[Records from a collection]

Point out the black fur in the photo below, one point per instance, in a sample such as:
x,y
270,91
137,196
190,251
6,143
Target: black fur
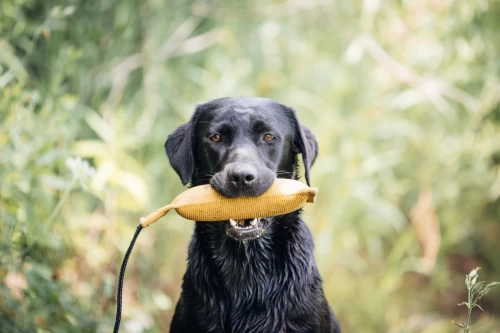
x,y
267,285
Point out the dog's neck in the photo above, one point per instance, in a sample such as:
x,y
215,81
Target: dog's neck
x,y
244,268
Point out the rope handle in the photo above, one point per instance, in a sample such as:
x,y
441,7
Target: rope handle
x,y
121,278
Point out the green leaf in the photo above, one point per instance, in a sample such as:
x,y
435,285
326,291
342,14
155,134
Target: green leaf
x,y
477,286
492,285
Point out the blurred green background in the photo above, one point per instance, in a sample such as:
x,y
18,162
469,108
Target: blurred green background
x,y
403,97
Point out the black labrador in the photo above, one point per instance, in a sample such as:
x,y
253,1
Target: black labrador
x,y
248,276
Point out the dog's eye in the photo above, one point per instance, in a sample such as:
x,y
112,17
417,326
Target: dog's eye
x,y
269,137
215,138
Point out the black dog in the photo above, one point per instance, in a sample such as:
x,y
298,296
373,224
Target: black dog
x,y
248,276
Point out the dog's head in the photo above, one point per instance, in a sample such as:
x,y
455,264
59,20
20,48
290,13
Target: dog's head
x,y
240,145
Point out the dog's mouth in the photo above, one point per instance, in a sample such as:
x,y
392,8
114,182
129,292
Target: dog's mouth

> Work order
Repeat the data exactly as given. Keep every picture out of the copy.

> Response to this exercise
Point out the black fur in the photo below, one point per instance, in a sample such as:
x,y
270,91
137,196
190,251
6,143
Target: black fur
x,y
267,285
Point out the dog's neck in the photo above, one point per instance, in a sample such as:
x,y
215,81
Target: dog's neck
x,y
244,268
Point out the rope handle in the photo above, one point per instance, in a sample such as:
x,y
441,7
Target: rope handle
x,y
121,278
Point out the green leaf in the photo above, one point per instance, in a sample such as:
x,y
435,285
326,291
342,14
155,134
Target: green leaf
x,y
477,286
492,285
Point out the blurred green background in the photo above, one point per instance, in a sample such as:
x,y
18,162
469,108
Target: blurred green background
x,y
403,97
Point out the black labrador in the photo above, one point per instance, in a sample such as:
x,y
253,1
Target: black labrador
x,y
248,276
Point out the dog's eye in the photo above, one point per instance, in a sample such as:
x,y
112,17
417,326
Target: dog's eye
x,y
269,137
215,138
Point out the black dog in the photo above, one point per instance, in a sample such as:
x,y
298,296
373,224
Target: black dog
x,y
248,276
Point out the dog's head in the photo above, one point per instance, in a sample such as:
x,y
455,264
59,20
20,48
290,13
Target: dog's head
x,y
240,145
Point out the dog's mouth in the photo above, one point per instance, in a sample such as:
x,y
392,8
114,182
129,292
Target: dog's mouth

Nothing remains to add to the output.